Image-grounded pointing data

↓↓↓

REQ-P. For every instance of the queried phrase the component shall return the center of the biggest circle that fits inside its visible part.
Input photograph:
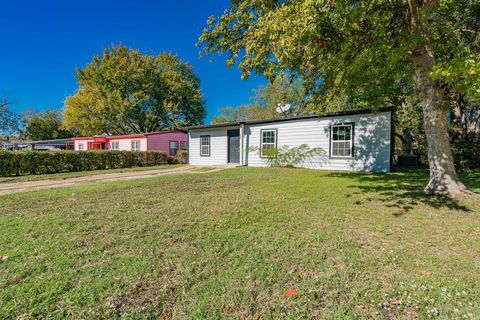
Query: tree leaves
(123, 91)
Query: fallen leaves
(290, 292)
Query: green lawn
(66, 175)
(229, 244)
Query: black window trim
(352, 148)
(209, 145)
(261, 140)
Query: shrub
(172, 160)
(39, 162)
(182, 156)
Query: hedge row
(39, 162)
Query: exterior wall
(84, 142)
(161, 141)
(126, 144)
(372, 139)
(218, 146)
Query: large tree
(123, 91)
(335, 45)
(45, 125)
(266, 98)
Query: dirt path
(8, 188)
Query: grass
(228, 244)
(66, 175)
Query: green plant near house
(285, 156)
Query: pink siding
(161, 141)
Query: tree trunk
(443, 177)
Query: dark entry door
(234, 146)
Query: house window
(342, 141)
(173, 148)
(115, 145)
(205, 146)
(135, 145)
(268, 142)
(184, 145)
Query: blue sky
(43, 42)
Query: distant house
(358, 140)
(168, 141)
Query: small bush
(40, 162)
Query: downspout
(242, 134)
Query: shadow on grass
(404, 189)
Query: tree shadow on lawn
(404, 189)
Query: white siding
(126, 144)
(218, 146)
(371, 142)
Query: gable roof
(300, 117)
(127, 136)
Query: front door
(234, 146)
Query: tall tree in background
(123, 92)
(45, 125)
(9, 120)
(265, 101)
(333, 45)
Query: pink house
(168, 141)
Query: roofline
(323, 115)
(127, 136)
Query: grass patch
(67, 175)
(230, 243)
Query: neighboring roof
(127, 136)
(300, 117)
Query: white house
(358, 140)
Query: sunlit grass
(230, 243)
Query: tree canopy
(265, 100)
(357, 54)
(9, 120)
(45, 125)
(123, 91)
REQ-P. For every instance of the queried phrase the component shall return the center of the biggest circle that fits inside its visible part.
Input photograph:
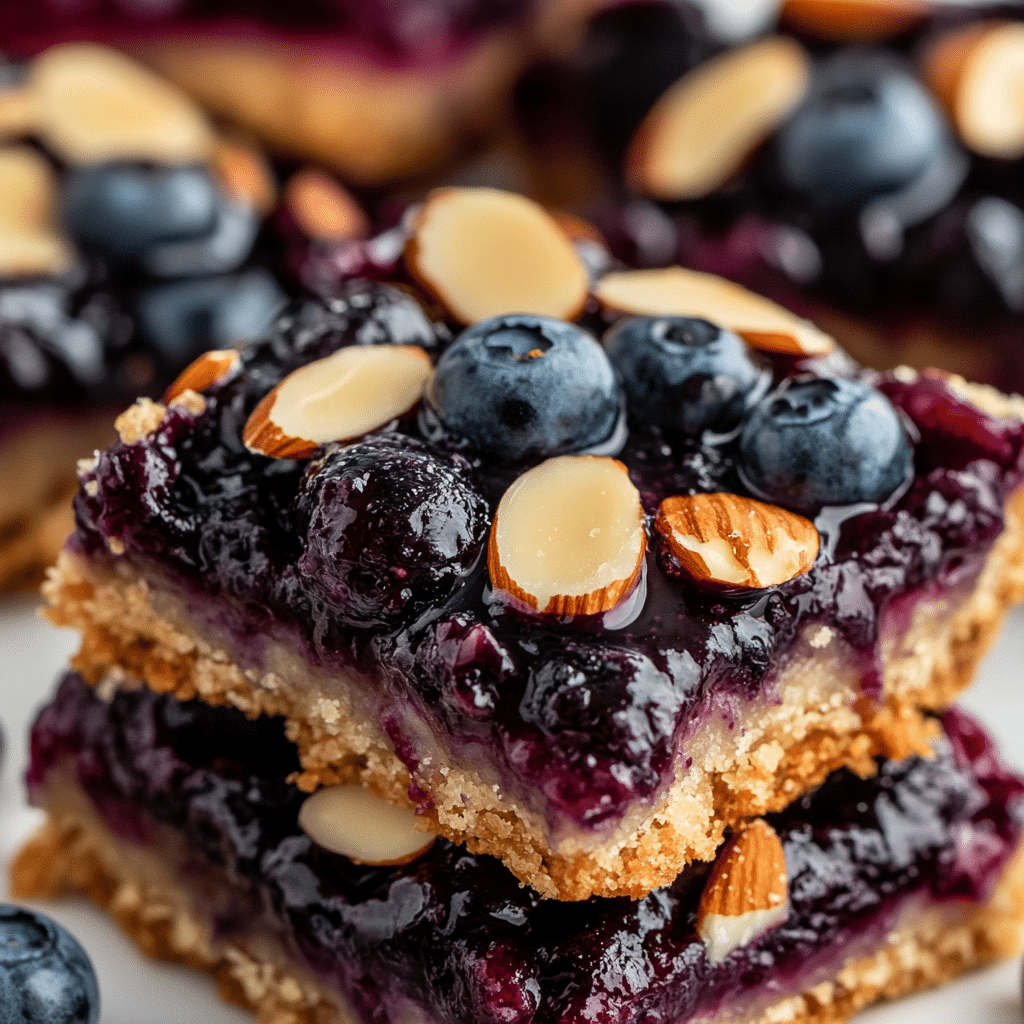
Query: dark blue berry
(523, 386)
(866, 129)
(390, 528)
(45, 975)
(181, 318)
(818, 441)
(683, 374)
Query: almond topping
(350, 820)
(322, 208)
(678, 292)
(568, 537)
(978, 73)
(347, 394)
(702, 129)
(484, 253)
(730, 541)
(745, 893)
(854, 19)
(92, 104)
(211, 368)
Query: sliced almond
(854, 19)
(675, 291)
(730, 541)
(246, 175)
(350, 820)
(702, 129)
(93, 103)
(568, 537)
(978, 73)
(211, 368)
(484, 252)
(323, 208)
(745, 893)
(347, 394)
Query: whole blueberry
(45, 975)
(524, 386)
(867, 128)
(681, 373)
(818, 441)
(390, 528)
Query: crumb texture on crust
(73, 852)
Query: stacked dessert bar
(442, 663)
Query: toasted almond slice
(323, 208)
(978, 73)
(745, 893)
(854, 19)
(211, 368)
(246, 174)
(678, 292)
(568, 537)
(702, 129)
(350, 820)
(730, 541)
(93, 104)
(484, 252)
(355, 390)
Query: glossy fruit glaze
(587, 712)
(455, 937)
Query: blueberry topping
(523, 386)
(818, 441)
(683, 374)
(45, 975)
(866, 129)
(391, 528)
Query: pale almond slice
(978, 73)
(747, 892)
(93, 103)
(350, 820)
(702, 129)
(854, 19)
(323, 208)
(246, 175)
(484, 253)
(729, 541)
(675, 291)
(355, 390)
(211, 368)
(568, 537)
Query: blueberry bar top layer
(371, 558)
(455, 935)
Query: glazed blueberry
(681, 373)
(45, 975)
(181, 318)
(866, 129)
(817, 441)
(522, 386)
(390, 528)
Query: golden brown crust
(74, 852)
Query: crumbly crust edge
(74, 852)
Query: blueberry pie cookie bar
(179, 819)
(585, 606)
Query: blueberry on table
(45, 975)
(525, 386)
(817, 441)
(866, 129)
(681, 373)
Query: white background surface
(137, 991)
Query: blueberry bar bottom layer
(178, 818)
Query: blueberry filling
(389, 580)
(454, 934)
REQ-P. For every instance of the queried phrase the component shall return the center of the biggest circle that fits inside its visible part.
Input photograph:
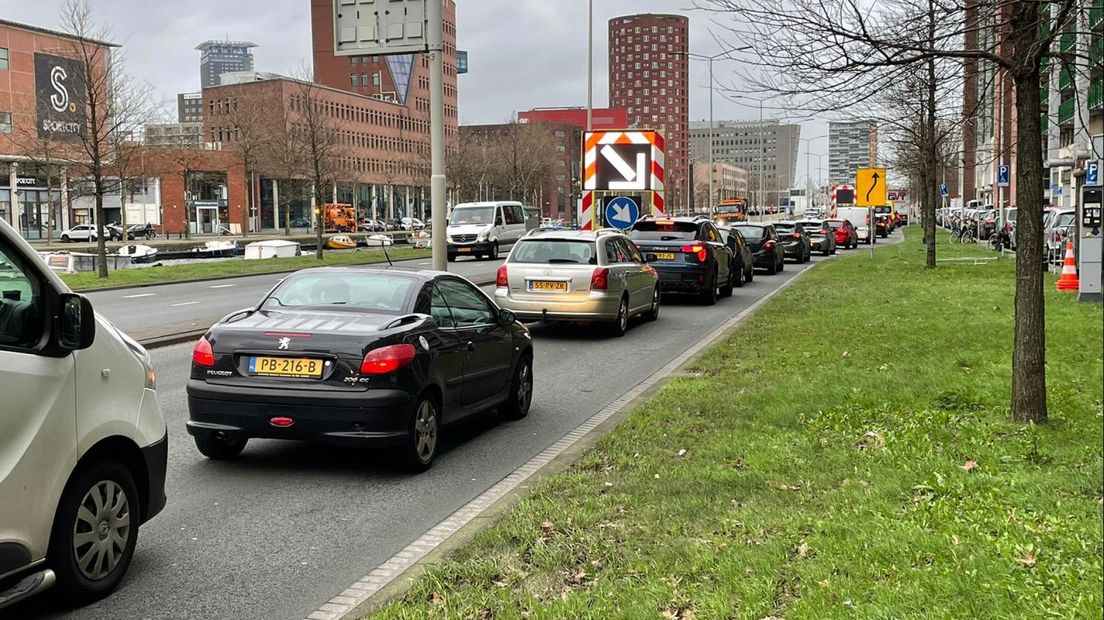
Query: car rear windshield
(388, 294)
(665, 231)
(565, 252)
(752, 232)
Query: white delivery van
(860, 218)
(479, 228)
(83, 444)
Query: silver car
(579, 276)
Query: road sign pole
(436, 33)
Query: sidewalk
(847, 452)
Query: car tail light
(697, 248)
(600, 279)
(203, 355)
(388, 359)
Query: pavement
(289, 525)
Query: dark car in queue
(689, 255)
(846, 235)
(795, 241)
(743, 260)
(821, 238)
(763, 242)
(361, 357)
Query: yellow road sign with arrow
(870, 186)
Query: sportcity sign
(59, 93)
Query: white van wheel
(95, 531)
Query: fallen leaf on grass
(1027, 560)
(547, 531)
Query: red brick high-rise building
(648, 67)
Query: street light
(808, 198)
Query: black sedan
(358, 356)
(795, 241)
(743, 259)
(821, 237)
(763, 241)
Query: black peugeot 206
(358, 356)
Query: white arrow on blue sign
(622, 212)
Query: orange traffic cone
(1069, 278)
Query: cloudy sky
(522, 53)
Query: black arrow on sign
(874, 184)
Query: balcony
(1065, 79)
(1096, 95)
(1067, 110)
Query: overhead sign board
(59, 96)
(623, 160)
(870, 186)
(363, 28)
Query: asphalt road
(147, 310)
(288, 525)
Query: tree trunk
(101, 242)
(1029, 354)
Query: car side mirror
(77, 322)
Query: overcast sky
(522, 53)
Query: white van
(860, 218)
(83, 444)
(479, 228)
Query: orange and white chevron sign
(623, 160)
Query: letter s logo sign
(60, 99)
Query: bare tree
(114, 105)
(317, 129)
(837, 49)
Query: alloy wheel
(425, 429)
(102, 530)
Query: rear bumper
(597, 307)
(375, 417)
(690, 278)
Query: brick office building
(648, 73)
(380, 107)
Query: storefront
(27, 206)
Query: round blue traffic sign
(622, 212)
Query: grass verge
(222, 268)
(847, 452)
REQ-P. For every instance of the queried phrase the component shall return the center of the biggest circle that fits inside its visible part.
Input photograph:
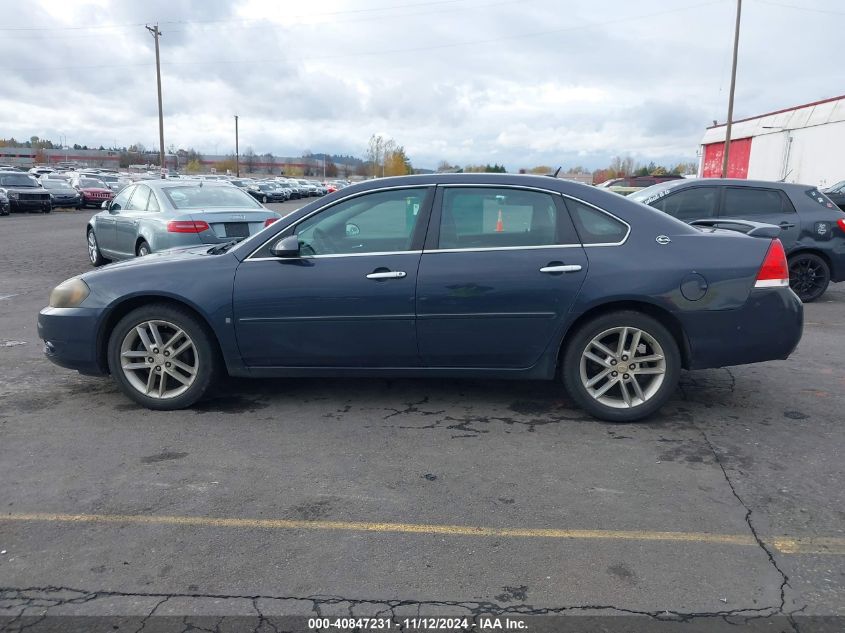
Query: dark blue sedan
(459, 275)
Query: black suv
(22, 192)
(812, 227)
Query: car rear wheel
(94, 254)
(162, 357)
(809, 276)
(621, 366)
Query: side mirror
(286, 247)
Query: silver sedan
(156, 215)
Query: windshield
(92, 183)
(650, 194)
(197, 197)
(18, 180)
(54, 183)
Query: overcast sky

↑↑↑

Set down the entries above exactly; no pictures belong in the copy.

REQ-P. For every instance of the queried phrase the component shall return the center of the biggest circle that fits inside its visible part.
Input photograph:
Query: tree leaves
(123, 91)
Query: fallen leaves
(290, 292)
Query: green lawn
(66, 175)
(229, 244)
Query: black window trim
(352, 148)
(209, 145)
(261, 140)
Query: shrub
(172, 160)
(39, 162)
(182, 156)
Query: hedge row
(39, 162)
Query: exterior wall
(84, 142)
(161, 141)
(126, 144)
(372, 139)
(218, 146)
Query: large tree
(123, 91)
(335, 45)
(45, 125)
(266, 98)
Query: dirt path
(8, 188)
Query: grass
(228, 244)
(66, 175)
Query: green plant near house
(285, 156)
Query: pink siding
(161, 141)
Query: tree trunk
(443, 177)
Query: dark entry door
(234, 146)
Query: house window
(342, 141)
(173, 148)
(115, 145)
(205, 146)
(135, 145)
(268, 142)
(184, 145)
Query: blue sky
(43, 42)
Query: distant house
(358, 140)
(168, 141)
Query: small bush
(40, 162)
Query: downspout
(242, 134)
Query: shadow on grass
(404, 189)
Query: tree shadow on lawn
(404, 189)
Query: white siding
(126, 144)
(218, 146)
(371, 142)
Query: gable roof
(300, 117)
(127, 136)
Query: front door
(234, 146)
Query: tall tree in background
(123, 92)
(45, 125)
(9, 120)
(265, 101)
(333, 45)
Query: pink house
(168, 141)
Query: roofline
(323, 115)
(127, 136)
Query: grass patch
(67, 175)
(230, 243)
Query: neighboring roof
(127, 136)
(300, 117)
Query: white house
(358, 140)
Query: sunlit grass
(230, 243)
Query: tree canopy
(265, 100)
(357, 54)
(9, 120)
(45, 125)
(123, 91)
REQ-P. For every instance of the queried phrase the component shall return the center of the biggest circle that fits inside its visible part.
Input photograph:
Query: dark blue berry
(523, 386)
(866, 129)
(390, 528)
(45, 975)
(181, 318)
(818, 441)
(683, 374)
Query: almond topping
(350, 820)
(322, 208)
(678, 292)
(568, 537)
(978, 73)
(347, 394)
(702, 129)
(484, 253)
(730, 541)
(745, 893)
(854, 19)
(92, 104)
(211, 368)
Query: sliced almond
(854, 19)
(675, 291)
(730, 541)
(246, 175)
(350, 820)
(702, 129)
(93, 103)
(568, 537)
(978, 73)
(211, 368)
(484, 252)
(323, 208)
(745, 893)
(347, 394)
Query: whole blueberry
(45, 975)
(524, 386)
(867, 128)
(681, 373)
(818, 441)
(390, 528)
Query: crumb texture on crust
(73, 852)
Query: stacked dessert bar
(442, 663)
Query: toasted almond slice
(323, 208)
(978, 73)
(745, 893)
(854, 19)
(211, 368)
(246, 174)
(678, 292)
(568, 537)
(702, 129)
(350, 820)
(730, 541)
(93, 104)
(484, 252)
(355, 390)
Query: glossy fruit glaze
(587, 712)
(455, 937)
Query: blueberry topping
(523, 386)
(818, 441)
(683, 374)
(45, 975)
(866, 129)
(391, 528)
Query: pale almond slice
(978, 73)
(747, 892)
(93, 103)
(350, 820)
(702, 129)
(854, 19)
(323, 208)
(246, 175)
(484, 253)
(729, 541)
(675, 291)
(355, 390)
(211, 368)
(568, 537)
Query: blueberry bar top layer
(371, 558)
(455, 935)
Query: glazed blueberry
(681, 373)
(45, 975)
(181, 318)
(866, 129)
(817, 441)
(522, 386)
(390, 528)
Query: golden brown crust
(74, 852)
Query: crumbly crust edge
(74, 852)
Query: blueberry pie cookie bar
(179, 819)
(585, 606)
Query: blueberry on table
(45, 975)
(525, 386)
(817, 441)
(866, 129)
(681, 373)
Query: white background surface
(137, 991)
Query: blueberry bar bottom layer
(178, 818)
Query: blueberry filling
(389, 580)
(454, 934)
REQ-P. For every instance of the queried phrase the component shall return the center of the biggest circle that fits inside its visible part.
Input photograph:
Query: car rear windshield
(388, 294)
(665, 231)
(565, 252)
(752, 232)
Query: white delivery van
(860, 218)
(479, 228)
(83, 444)
Query: silver car
(579, 276)
Query: road sign pole
(436, 33)
Query: sidewalk
(847, 452)
Query: car tail light
(697, 248)
(600, 279)
(203, 355)
(388, 359)
Query: pavement
(289, 525)
Query: dark car in queue
(689, 255)
(846, 235)
(795, 241)
(743, 260)
(821, 238)
(763, 242)
(361, 357)
Query: yellow road sign with arrow
(870, 186)
Query: sportcity sign
(59, 93)
Query: white van wheel
(95, 531)
Query: fallen leaf on grass
(1027, 560)
(547, 531)
Query: red brick high-rise building
(648, 67)
Query: street light
(808, 198)
Query: black sedan
(358, 356)
(795, 241)
(743, 259)
(821, 237)
(763, 241)
Query: black peugeot 206
(358, 356)
Query: white arrow on blue sign
(622, 212)
Query: orange traffic cone
(1069, 278)
Query: cloudy sky
(522, 53)
Query: black arrow on sign
(874, 184)
Query: balcony
(1065, 79)
(1096, 95)
(1067, 110)
Query: overhead sign board
(59, 96)
(623, 160)
(870, 186)
(363, 28)
Query: asphalt road
(147, 310)
(288, 525)
Query: tree trunk
(101, 242)
(1029, 354)
Query: car side mirror
(77, 322)
Query: overcast sky
(522, 53)
Query: white van
(860, 218)
(83, 444)
(479, 228)
Query: orange and white chevron sign
(623, 160)
Query: letter s logo sign
(60, 99)
Query: bare tree
(114, 105)
(317, 129)
(837, 49)
Query: alloy wheel
(425, 429)
(102, 530)
Query: rear bumper
(597, 307)
(375, 417)
(690, 278)
Query: brick office building
(648, 73)
(380, 107)
Query: storefront
(27, 206)
Query: round blue traffic sign
(622, 212)
Query: grass verge
(222, 268)
(847, 452)
REQ-P. For every instance of the queried phrase the component shall return the center of the biggest circle that fits inside its visible part.
Input photograph:
Query: dark blue sedan
(459, 275)
Query: black suv
(22, 192)
(812, 227)
Query: car rear wheel
(94, 254)
(162, 357)
(809, 276)
(621, 366)
Query: side mirror
(286, 247)
Query: silver sedan
(156, 215)
Query: windshield
(92, 183)
(650, 194)
(197, 197)
(18, 180)
(54, 183)
Query: overcast sky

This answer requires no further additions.